Referring expression pointing data
'''

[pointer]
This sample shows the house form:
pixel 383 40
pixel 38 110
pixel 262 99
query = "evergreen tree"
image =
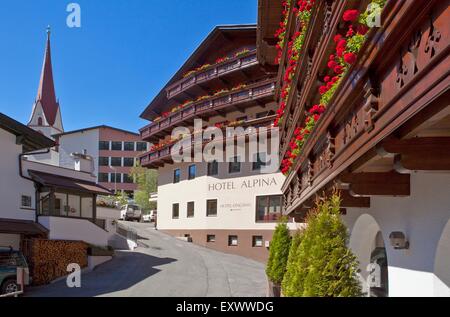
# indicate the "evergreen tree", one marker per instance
pixel 279 252
pixel 290 282
pixel 326 266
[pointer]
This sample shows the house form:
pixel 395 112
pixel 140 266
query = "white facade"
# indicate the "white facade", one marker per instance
pixel 235 193
pixel 424 217
pixel 12 186
pixel 81 142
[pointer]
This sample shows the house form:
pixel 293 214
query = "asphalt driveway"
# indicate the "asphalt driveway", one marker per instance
pixel 166 267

'''

What is required. The answer must consist of every line from the data that contains the word "query".

Written answer.
query = "evergreen tree"
query = "white facade"
query = "asphalt driveway"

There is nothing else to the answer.